◆ SET TASK ◆
Copy the lines below word for word, but leave out the pictures.

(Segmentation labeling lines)

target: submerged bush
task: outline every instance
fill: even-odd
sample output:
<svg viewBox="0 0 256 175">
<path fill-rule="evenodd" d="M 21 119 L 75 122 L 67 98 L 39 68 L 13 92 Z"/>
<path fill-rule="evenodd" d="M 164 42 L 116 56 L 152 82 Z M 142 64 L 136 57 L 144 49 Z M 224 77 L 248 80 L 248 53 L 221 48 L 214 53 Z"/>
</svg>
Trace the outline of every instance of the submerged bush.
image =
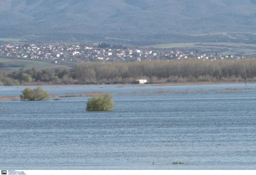
<svg viewBox="0 0 256 175">
<path fill-rule="evenodd" d="M 106 93 L 89 98 L 87 103 L 88 111 L 113 111 L 114 104 L 113 95 Z"/>
<path fill-rule="evenodd" d="M 20 96 L 22 100 L 40 101 L 50 98 L 47 92 L 40 87 L 33 89 L 27 88 L 22 92 L 22 94 Z"/>
</svg>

◆ COMPLETE OUTPUT ◆
target: submerged bush
task: outline every instance
fill: even-odd
sample output:
<svg viewBox="0 0 256 175">
<path fill-rule="evenodd" d="M 21 119 L 75 122 L 67 98 L 39 68 L 13 92 Z"/>
<path fill-rule="evenodd" d="M 164 42 L 116 56 L 152 82 Z M 142 64 L 136 57 L 144 49 Z M 224 77 L 248 80 L 248 53 L 221 48 L 214 53 Z"/>
</svg>
Trace the outline of every instance of the submerged bush.
image =
<svg viewBox="0 0 256 175">
<path fill-rule="evenodd" d="M 106 93 L 89 98 L 87 103 L 88 111 L 113 111 L 114 104 L 113 95 Z"/>
<path fill-rule="evenodd" d="M 20 96 L 22 100 L 40 101 L 50 98 L 47 92 L 40 87 L 33 89 L 27 88 L 22 92 L 22 94 Z"/>
</svg>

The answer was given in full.